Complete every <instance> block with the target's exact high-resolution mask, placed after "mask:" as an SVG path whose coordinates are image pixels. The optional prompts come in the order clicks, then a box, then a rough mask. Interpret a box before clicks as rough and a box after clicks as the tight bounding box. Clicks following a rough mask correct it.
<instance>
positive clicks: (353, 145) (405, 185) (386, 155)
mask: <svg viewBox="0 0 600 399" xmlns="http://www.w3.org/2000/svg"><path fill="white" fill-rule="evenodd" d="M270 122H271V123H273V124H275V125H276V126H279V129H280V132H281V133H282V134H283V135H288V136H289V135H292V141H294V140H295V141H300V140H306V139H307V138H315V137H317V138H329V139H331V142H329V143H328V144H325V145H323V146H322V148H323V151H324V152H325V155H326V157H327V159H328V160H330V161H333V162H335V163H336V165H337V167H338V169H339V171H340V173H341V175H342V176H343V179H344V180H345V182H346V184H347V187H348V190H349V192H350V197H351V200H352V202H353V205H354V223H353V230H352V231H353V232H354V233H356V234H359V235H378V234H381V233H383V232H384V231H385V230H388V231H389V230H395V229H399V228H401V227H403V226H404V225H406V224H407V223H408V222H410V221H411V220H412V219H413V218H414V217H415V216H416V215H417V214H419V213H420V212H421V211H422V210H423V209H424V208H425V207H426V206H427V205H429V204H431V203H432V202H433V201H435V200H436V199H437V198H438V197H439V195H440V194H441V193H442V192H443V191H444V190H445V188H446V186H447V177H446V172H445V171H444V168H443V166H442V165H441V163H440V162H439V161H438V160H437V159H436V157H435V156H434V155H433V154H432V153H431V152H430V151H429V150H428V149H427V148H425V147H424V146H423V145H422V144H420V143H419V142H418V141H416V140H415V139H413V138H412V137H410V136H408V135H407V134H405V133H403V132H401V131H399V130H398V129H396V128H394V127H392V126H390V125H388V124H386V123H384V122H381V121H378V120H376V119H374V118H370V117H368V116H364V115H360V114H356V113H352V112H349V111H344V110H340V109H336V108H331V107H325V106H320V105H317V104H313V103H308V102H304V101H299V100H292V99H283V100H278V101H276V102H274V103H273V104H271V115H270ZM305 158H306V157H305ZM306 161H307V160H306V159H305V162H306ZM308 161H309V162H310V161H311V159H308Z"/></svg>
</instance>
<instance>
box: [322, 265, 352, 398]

---

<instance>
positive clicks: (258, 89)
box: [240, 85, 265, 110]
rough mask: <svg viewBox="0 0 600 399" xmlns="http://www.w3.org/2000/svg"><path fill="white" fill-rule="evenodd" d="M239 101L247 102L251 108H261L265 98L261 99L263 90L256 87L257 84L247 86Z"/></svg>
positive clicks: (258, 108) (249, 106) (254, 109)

Task item: Across the entries, tally every line that contains the word "rough" and report the sum by itself.

Problem solution: 2